What to Expect Following an Amputation

A lower or upper extremity amputation can challenge an individual’s lifestyle, but a strong amputation rehabilitation program will provide the education and skills needed to regain independence.

Each individual’s experience is unique but generally amputation rehabilitation can be seen in four phases: pre-operative, post-operative, pre-prosthetic and post-prosthetic. Rehabilitation can include multiple levels of care: long-term acute care, inpatient rehabilitation, outpatient rehabilitation, in-home therapy and ongoing wellness programs.


If amputation does not occur due to a trauma, you may begin therapy before amputation to prepare your body and mind for the challenges ahead. Pre-operative therapy may include:

  • Aerobic/endurance conditioning
  • Strengthening the sound limb
  • Stretching the muscles closest to the amputation site
  • Preparing for mobility and activities of daily living for the time between surgery and prosthesis


Immediately following amputation, patient care includes the surgical team and a variety of therapists including physical, occupational and recreational therapists. The post-operative emphasis is balance recovery and beginning to shape the residual limb, encouraging mobility and activities of daily living as soon as possible. You can expect your inpatient rehabilitation care team to:

  • Closely monitor the newly amputated limb for signs of infection and other complications
  • Work with you to prevent painful and deforming swelling, contractures and manage any pain including phantom limb pain
  • Provide education on observation for complications, residual limb hygiene and care
  • Begin early assisted mobility therapy for standing, sitting, lying, turning in bed, walking, transfers and fall prevention
  • Continue aerobic/endurance conditioning
  • Encourage stretching and strengthening
  • Prepare the patient for eventual use of a prosthetic


While the patient, physiatrist and rehabilitation team work closely together to select and fit the patient’s prosthesis, therapy progresses in complexity and intensity as individually tolerated. The pre-prosthetic phase focuses on strengthening, flexibility and shaping of the residual limb for prosthesis fitting.

### WORK REQUEST
Repeat the part of the amputation rehabilitation text starting at "A lower or upper" and ending at "to regain independence.". Nothing in the listing is needed for this.

### RECORDS SUPPLIED

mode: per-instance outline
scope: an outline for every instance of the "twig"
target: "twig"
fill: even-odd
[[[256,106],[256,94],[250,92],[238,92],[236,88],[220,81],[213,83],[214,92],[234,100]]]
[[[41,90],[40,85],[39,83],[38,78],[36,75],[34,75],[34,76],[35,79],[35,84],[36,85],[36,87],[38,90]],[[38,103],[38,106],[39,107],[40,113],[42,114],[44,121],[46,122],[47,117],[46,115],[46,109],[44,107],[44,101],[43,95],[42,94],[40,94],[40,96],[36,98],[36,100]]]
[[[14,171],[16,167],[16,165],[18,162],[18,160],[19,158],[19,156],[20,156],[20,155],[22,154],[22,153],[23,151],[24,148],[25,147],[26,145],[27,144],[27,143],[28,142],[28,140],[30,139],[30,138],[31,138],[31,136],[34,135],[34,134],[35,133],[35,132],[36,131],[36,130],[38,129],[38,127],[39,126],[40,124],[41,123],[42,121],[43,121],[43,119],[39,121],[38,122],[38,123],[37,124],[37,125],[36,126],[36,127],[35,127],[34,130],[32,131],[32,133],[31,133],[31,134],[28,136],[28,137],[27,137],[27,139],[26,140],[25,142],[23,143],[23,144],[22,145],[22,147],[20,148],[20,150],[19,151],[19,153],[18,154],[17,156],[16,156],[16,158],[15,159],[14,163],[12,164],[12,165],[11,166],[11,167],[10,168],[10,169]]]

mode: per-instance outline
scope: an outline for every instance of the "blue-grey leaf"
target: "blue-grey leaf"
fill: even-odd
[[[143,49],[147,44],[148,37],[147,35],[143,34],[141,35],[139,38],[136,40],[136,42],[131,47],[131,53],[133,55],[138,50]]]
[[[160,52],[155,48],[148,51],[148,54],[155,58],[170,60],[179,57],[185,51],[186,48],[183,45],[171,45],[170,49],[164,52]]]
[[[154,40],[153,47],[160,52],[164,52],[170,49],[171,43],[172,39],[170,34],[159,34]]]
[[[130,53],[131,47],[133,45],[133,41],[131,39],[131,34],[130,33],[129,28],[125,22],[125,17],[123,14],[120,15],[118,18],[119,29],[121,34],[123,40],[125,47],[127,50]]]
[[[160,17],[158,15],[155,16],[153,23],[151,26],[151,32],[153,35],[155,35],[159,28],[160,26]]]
---
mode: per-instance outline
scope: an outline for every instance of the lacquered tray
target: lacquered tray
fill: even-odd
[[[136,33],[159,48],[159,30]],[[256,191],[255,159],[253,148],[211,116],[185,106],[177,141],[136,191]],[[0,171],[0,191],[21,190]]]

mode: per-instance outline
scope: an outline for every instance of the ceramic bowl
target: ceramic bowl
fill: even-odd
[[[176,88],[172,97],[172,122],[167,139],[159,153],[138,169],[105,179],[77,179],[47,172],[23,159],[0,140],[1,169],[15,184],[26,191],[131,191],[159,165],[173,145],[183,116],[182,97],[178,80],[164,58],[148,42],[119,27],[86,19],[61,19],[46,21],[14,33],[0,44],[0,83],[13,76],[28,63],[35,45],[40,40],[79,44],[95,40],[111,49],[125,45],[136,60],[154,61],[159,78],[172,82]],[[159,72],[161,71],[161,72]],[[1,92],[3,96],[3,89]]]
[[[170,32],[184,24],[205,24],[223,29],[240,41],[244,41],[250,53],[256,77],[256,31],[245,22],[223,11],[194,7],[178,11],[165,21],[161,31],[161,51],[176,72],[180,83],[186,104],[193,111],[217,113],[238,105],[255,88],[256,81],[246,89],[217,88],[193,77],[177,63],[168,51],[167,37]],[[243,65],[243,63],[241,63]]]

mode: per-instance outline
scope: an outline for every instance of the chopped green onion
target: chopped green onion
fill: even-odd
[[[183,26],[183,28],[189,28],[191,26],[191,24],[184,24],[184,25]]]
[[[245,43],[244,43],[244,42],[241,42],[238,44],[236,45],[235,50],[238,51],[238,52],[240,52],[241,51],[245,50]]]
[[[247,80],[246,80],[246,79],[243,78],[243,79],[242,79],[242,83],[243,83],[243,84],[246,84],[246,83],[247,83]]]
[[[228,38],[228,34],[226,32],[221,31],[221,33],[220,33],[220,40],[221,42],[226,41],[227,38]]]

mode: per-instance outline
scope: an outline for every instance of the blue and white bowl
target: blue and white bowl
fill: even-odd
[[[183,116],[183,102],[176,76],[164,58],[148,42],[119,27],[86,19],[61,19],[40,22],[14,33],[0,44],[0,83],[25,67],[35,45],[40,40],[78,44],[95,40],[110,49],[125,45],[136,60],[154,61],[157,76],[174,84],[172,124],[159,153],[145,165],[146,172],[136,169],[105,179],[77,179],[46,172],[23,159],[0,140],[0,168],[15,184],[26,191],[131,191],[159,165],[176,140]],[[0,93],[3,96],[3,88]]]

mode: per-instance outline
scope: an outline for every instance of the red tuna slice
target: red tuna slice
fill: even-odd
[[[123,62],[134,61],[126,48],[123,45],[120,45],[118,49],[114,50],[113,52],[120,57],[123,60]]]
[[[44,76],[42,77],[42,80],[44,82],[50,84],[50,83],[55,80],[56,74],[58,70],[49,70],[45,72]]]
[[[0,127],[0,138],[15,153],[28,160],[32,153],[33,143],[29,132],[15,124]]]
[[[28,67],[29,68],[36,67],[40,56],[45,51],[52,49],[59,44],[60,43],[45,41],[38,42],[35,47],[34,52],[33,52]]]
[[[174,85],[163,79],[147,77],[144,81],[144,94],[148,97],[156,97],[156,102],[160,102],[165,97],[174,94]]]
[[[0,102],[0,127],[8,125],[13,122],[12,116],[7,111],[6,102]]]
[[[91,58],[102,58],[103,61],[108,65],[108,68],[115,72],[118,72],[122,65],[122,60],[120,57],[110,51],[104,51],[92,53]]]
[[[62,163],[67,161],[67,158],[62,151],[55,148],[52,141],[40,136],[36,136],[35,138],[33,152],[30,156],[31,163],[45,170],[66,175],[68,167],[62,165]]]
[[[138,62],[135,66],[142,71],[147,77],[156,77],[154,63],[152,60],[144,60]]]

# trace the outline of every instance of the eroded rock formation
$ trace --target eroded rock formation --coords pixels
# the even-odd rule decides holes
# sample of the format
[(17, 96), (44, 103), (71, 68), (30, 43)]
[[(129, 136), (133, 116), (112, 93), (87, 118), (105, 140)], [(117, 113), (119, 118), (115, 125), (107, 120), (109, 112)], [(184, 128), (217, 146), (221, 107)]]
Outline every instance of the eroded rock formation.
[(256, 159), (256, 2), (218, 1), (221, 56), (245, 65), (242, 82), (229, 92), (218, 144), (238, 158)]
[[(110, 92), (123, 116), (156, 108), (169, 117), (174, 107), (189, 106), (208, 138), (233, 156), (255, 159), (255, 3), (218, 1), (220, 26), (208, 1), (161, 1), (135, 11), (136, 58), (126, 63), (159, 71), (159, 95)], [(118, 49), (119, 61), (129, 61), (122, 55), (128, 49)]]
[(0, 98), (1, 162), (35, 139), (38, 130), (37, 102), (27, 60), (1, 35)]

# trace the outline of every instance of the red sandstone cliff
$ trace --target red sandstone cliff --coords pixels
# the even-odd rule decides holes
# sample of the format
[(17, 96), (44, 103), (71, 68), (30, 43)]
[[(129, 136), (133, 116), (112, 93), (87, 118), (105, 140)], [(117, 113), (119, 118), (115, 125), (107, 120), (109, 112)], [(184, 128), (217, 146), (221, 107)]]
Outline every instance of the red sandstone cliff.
==
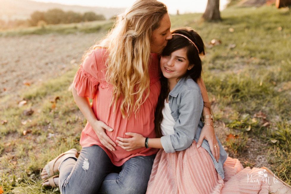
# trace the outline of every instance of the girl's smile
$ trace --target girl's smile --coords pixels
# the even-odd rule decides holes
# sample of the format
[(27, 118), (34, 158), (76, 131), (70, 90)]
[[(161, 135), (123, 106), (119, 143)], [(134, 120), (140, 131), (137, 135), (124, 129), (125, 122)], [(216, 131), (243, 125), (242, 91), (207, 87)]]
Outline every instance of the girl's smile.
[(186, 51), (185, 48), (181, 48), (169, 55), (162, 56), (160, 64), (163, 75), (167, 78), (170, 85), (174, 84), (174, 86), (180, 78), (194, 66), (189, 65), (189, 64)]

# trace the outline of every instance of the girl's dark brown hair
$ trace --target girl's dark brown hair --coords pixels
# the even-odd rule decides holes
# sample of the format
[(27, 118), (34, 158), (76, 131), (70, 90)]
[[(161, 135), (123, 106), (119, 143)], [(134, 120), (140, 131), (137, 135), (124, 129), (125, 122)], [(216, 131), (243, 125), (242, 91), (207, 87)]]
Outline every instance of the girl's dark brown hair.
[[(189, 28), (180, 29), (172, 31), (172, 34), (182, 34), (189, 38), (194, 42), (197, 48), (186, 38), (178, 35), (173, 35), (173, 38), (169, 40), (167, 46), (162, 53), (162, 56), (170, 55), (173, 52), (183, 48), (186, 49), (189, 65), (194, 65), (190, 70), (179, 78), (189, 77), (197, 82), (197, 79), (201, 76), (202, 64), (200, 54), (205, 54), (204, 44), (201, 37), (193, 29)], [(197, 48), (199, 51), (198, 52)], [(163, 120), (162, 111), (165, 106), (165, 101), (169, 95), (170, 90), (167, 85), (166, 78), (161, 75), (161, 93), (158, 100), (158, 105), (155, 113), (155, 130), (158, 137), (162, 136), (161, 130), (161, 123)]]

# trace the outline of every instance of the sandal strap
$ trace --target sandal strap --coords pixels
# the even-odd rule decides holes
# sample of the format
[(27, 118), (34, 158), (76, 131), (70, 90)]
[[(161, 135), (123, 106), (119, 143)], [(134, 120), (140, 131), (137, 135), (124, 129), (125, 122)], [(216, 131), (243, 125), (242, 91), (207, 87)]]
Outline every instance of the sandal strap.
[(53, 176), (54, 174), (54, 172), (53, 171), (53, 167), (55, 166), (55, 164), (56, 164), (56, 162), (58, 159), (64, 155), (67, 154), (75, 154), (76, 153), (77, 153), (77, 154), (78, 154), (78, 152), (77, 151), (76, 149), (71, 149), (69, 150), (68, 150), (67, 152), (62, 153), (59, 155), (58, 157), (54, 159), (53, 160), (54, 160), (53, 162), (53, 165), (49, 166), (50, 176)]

### TASK SOLUTION
A lower or upper extremity amputation can challenge an individual’s lifestyle, but a strong amputation rehabilitation program will provide the education and skills needed to regain independence.